PAGINAFRAGMENT:
____

Leiderschap uit handen geven

Ook vanuit leiderschap gezien, geldt dat zelfsturing niet per se past. Je moet er als leider voor openstaan. Niet iedereen vindt het fijn om die bestuurlijke taken uit handen te geven, die controle op te geven, dat er veranderingen plaatsvinden waar ze geen zicht op hebben. Op een netwerkborrel sprak ik ooit met een ondernemer en die zei: ‘Ik zou dus nooit mensen aannemen zonder ze zelf gesproken te hebben.’ 

Conclusie: zelfsturing werkt niet voor iedereen. Zeker niet als je al jaren gewend bent aan een baas boven je. Of als je al jaren de baas bent. Wij zien wel dat de jongere generatie zich makkelijker aanpast aan zelfsturing. Deels omdat ze nog niet gewend zijn aan hiërarchie. Anderzijds past dit ook bij de waarden van de Generatie Z. Maar daarover in latere blogs meer.

____

GETOONDE REGELS:

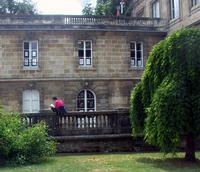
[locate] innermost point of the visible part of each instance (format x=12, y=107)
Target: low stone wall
x=102, y=143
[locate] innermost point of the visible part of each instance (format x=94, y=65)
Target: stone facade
x=110, y=78
x=189, y=15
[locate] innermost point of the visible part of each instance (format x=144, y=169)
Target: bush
x=20, y=144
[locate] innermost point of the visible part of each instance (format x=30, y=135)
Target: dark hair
x=54, y=98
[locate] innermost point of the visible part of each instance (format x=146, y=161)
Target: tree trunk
x=190, y=148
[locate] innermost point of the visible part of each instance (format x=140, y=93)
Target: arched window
x=86, y=101
x=31, y=101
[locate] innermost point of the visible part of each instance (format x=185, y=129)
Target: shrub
x=20, y=144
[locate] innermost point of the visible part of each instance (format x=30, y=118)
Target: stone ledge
x=92, y=137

____

Typ uit de tekst over zelfsturing letterlijk alles over vanaf "Ook vanuit leiderschap" tot en met "latere blogs meer.". De regels vormen apart materiaal en staan los van de tekst.

HET RESULTAAT:
Ook vanuit leiderschap gezien, geldt dat zelfsturing niet per se past. Je moet er als leider voor openstaan. Niet iedereen vindt het fijn om die bestuurlijke taken uit handen te geven, die controle op te geven, dat er veranderingen plaatsvinden waar ze geen zicht op hebben. Op een netwerkborrel sprak ik ooit met een ondernemer en die zei: ‘Ik zou dus nooit mensen aannemen zonder ze zelf gesproken te hebben.’ 

Conclusie: zelfsturing werkt niet voor iedereen. Zeker niet als je al jaren gewend bent aan een baas boven je. Of als je al jaren de baas bent. Wij zien wel dat de jongere generatie zich makkelijker aanpast aan zelfsturing. Deels omdat ze nog niet gewend zijn aan hiërarchie. Anderzijds past dit ook bij de waarden van de Generatie Z. Maar daarover in latere blogs meer.